Print the data exactly as it appears, keeping every word.

Referring expression data:
━━━━━━━━━━━━━━━━
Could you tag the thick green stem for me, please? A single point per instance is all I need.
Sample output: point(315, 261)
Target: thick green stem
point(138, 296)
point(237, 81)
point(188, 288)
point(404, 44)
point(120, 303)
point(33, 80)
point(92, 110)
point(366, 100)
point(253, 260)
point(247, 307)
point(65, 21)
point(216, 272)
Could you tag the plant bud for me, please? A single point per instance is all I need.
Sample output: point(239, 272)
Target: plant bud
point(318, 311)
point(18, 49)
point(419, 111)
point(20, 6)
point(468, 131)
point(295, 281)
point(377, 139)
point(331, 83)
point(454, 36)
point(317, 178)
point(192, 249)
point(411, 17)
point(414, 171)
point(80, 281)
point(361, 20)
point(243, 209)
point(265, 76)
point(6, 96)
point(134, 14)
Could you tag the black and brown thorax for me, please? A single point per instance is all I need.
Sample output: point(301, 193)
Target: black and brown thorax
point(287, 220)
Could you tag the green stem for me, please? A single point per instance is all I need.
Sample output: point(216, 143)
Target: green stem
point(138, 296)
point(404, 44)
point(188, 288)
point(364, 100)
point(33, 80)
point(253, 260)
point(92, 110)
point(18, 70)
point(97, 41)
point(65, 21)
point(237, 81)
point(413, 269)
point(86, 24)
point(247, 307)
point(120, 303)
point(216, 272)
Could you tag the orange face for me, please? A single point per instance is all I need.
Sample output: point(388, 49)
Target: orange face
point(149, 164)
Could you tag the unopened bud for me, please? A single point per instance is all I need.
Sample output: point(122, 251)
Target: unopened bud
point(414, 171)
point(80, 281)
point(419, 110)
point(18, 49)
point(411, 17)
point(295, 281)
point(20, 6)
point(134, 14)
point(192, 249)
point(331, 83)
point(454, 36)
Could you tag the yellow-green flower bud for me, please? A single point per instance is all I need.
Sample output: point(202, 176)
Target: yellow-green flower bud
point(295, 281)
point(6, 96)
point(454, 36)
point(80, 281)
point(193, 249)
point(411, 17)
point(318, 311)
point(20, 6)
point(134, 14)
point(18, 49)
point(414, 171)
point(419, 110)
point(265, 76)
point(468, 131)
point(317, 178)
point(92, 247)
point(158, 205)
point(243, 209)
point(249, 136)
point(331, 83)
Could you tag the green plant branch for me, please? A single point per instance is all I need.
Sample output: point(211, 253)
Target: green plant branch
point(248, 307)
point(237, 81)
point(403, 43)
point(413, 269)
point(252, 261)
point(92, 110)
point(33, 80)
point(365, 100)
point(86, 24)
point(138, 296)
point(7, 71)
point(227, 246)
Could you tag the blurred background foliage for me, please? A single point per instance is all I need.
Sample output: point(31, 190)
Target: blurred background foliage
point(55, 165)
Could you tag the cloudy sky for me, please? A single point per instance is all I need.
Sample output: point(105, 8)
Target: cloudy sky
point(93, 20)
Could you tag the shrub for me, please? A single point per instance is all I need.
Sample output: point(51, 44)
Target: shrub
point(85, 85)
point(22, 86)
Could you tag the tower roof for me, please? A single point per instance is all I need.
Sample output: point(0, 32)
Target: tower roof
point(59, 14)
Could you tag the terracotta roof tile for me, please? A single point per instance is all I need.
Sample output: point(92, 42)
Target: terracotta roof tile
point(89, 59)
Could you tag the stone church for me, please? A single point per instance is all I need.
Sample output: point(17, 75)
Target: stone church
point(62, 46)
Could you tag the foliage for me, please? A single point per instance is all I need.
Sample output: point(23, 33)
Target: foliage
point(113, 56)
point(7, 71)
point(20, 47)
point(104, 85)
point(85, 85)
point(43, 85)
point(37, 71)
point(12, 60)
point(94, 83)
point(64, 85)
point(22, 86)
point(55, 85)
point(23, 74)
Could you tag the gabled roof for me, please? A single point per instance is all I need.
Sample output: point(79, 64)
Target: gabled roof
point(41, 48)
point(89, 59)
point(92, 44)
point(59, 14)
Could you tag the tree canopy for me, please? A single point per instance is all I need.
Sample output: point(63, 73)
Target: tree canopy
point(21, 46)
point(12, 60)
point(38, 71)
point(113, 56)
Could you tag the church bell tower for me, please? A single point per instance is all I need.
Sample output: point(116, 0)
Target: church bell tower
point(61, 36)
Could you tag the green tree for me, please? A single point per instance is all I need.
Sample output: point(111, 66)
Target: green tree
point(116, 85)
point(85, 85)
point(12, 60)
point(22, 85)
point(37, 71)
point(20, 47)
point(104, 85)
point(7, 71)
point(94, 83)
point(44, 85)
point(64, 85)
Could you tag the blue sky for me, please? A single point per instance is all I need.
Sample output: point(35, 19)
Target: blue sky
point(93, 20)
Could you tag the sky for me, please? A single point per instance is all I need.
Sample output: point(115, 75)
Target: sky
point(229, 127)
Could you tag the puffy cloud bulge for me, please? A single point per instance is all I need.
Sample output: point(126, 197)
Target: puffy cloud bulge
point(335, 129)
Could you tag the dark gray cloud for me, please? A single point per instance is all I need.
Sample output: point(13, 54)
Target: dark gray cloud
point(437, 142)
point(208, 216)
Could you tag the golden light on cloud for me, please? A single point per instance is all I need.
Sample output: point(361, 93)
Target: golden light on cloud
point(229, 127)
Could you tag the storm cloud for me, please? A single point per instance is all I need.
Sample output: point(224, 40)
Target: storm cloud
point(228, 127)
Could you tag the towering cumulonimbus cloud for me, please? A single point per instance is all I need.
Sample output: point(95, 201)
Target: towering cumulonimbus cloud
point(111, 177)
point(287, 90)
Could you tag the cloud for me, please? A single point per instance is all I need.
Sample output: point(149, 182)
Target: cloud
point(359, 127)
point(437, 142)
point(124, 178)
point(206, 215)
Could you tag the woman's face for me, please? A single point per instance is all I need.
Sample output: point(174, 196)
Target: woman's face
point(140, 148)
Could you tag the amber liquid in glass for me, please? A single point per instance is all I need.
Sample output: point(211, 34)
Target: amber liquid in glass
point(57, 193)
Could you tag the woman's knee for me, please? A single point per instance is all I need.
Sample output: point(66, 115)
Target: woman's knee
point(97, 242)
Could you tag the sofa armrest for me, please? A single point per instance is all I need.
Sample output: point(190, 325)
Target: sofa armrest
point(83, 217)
━━━━━━━━━━━━━━━━
Reply:
Could you tag the thick green stem for me, please? A single point per instance is all I need.
Sample output: point(315, 261)
Target: thick green stem
point(138, 296)
point(237, 81)
point(188, 288)
point(404, 44)
point(120, 303)
point(33, 80)
point(92, 110)
point(366, 100)
point(253, 260)
point(247, 307)
point(65, 21)
point(216, 272)
Could you tag the plant bud for me, please? A single point per instance is all I need.
Sample output: point(239, 272)
Target: plant bud
point(318, 311)
point(18, 49)
point(419, 111)
point(20, 6)
point(468, 131)
point(295, 281)
point(377, 139)
point(331, 83)
point(454, 36)
point(317, 178)
point(192, 249)
point(411, 17)
point(414, 171)
point(80, 281)
point(361, 20)
point(243, 209)
point(265, 76)
point(6, 96)
point(134, 14)
Could you tag the black and brown thorax for me, please? A single point per instance is all I need.
Sample output: point(301, 193)
Target: black and brown thorax
point(287, 220)
Could you tag the green stem for me, please? A single point per instance is all I need.
Sample output: point(216, 143)
Target: green stem
point(138, 296)
point(404, 44)
point(188, 288)
point(364, 100)
point(33, 80)
point(253, 260)
point(92, 110)
point(18, 70)
point(97, 41)
point(65, 21)
point(237, 81)
point(413, 269)
point(86, 24)
point(247, 307)
point(120, 303)
point(216, 272)
Could you tag the orange face for me, please? A single point per instance is all I need.
Sample output: point(388, 49)
Target: orange face
point(149, 164)
Could you tag the unopened bud for me, please? A single point per instance is all I need.
Sample output: point(122, 251)
Target: unopened bud
point(414, 171)
point(80, 281)
point(419, 110)
point(18, 49)
point(411, 17)
point(295, 281)
point(20, 6)
point(134, 14)
point(192, 249)
point(331, 83)
point(454, 36)
Could you tag the yellow-green flower bud for me, please? A single point per instance is all I need.
Sample output: point(202, 176)
Target: yellow-green flower bud
point(295, 281)
point(6, 96)
point(454, 36)
point(80, 281)
point(193, 249)
point(411, 17)
point(318, 311)
point(20, 6)
point(134, 14)
point(18, 49)
point(414, 171)
point(419, 110)
point(265, 76)
point(468, 131)
point(317, 178)
point(92, 247)
point(158, 205)
point(243, 209)
point(249, 136)
point(331, 83)
Could you tag the green plant branch for me, please? A single point per instance is all I need.
Sample output: point(211, 253)
Target: green plant branch
point(248, 307)
point(237, 81)
point(403, 43)
point(413, 269)
point(252, 261)
point(92, 110)
point(33, 80)
point(365, 100)
point(86, 24)
point(138, 296)
point(7, 71)
point(227, 246)
Could you tag the blurred background foliage for me, please? A single point per instance is all I need.
Sample output: point(31, 190)
Target: blurred background foliage
point(55, 165)
Could you tag the cloudy sky for me, please? A single point per instance is all I need.
Sample output: point(105, 8)
Target: cloudy sky
point(93, 20)
Could you tag the shrub for me, please? A single point per instance is all I need.
Sample output: point(51, 44)
Target: shrub
point(85, 85)
point(22, 86)
Could you tag the tower roof for me, please? A single point per instance is all I need.
Sample output: point(0, 32)
Target: tower roof
point(59, 14)
Could you tag the terracotta roof tile for me, please? A single point per instance is all I need.
Sample output: point(92, 42)
Target: terracotta roof tile
point(89, 59)
Could you tag the stone church for me, please? A single point per instance is all I need.
Sample output: point(17, 75)
Target: stone church
point(62, 46)
Could you tag the foliage for me, please? A single point per instance is all I need.
Sample output: point(23, 33)
Target: foliage
point(113, 56)
point(7, 71)
point(20, 47)
point(104, 85)
point(85, 85)
point(43, 85)
point(37, 71)
point(12, 60)
point(94, 83)
point(64, 85)
point(22, 86)
point(55, 85)
point(23, 74)
Could you tag the gabled roof for me, please? A single point per instance is all I need.
Sample output: point(79, 64)
Target: gabled roof
point(41, 48)
point(89, 59)
point(92, 44)
point(59, 14)
Could you tag the tree canopy for me, please? A single point per instance is all I need.
Sample output: point(63, 73)
Target: tree canopy
point(21, 46)
point(12, 60)
point(38, 71)
point(113, 56)
Could you tag the church bell tower for me, please? A single point per instance is all I need.
Sample output: point(116, 0)
Target: church bell tower
point(61, 36)
Could you tag the green tree for me, please? A single point per instance is all I need.
Sample output: point(111, 66)
Target: green tree
point(116, 85)
point(85, 85)
point(12, 60)
point(22, 85)
point(37, 71)
point(20, 47)
point(104, 85)
point(7, 71)
point(94, 83)
point(44, 85)
point(64, 85)
Could you tag the blue sky for me, please? A single point per instance is all I need.
Sample output: point(35, 19)
Target: blue sky
point(93, 20)
Could you tag the sky for me, please? A single point per instance is all I need.
Sample output: point(115, 75)
Target: sky
point(229, 127)
Could you tag the puffy cloud bulge for me, please? A single point per instance is all I need.
Sample output: point(126, 197)
Target: puffy cloud bulge
point(335, 129)
Could you tag the dark gray cloud for me, please? A single point per instance is all I need.
Sample output: point(13, 54)
Target: dark gray cloud
point(437, 142)
point(208, 216)
Could you tag the golden light on cloud for me, please? A single point per instance is all I need.
Sample output: point(361, 93)
Target: golden light on cloud
point(229, 127)
Could you tag the storm cloud for me, please? A single point per instance is all I need.
Sample output: point(224, 40)
Target: storm cloud
point(228, 127)
Could you tag the towering cumulonimbus cloud for me, please? A single point per instance is all I need.
Sample output: point(95, 201)
Target: towering cumulonimbus cloud
point(111, 177)
point(287, 90)
Could you tag the cloud for me, please? A single point per instance is all I need.
Sample output: point(149, 182)
Target: cloud
point(359, 127)
point(437, 142)
point(124, 178)
point(206, 215)
Could you tag the woman's face for me, please? A single point per instance is all I need.
Sample output: point(174, 196)
Target: woman's face
point(140, 148)
Could you tag the amber liquid in glass for me, please? A single point per instance is all I need.
Sample output: point(211, 34)
Target: amber liquid in glass
point(57, 193)
Could you tag the woman's knee for me, please? A single point per instance is all I need.
Sample output: point(66, 115)
Target: woman's knee
point(97, 242)
Could you tag the sofa armrest for me, please? A single point per instance is all I need.
Sample output: point(190, 325)
Target: sofa armrest
point(83, 217)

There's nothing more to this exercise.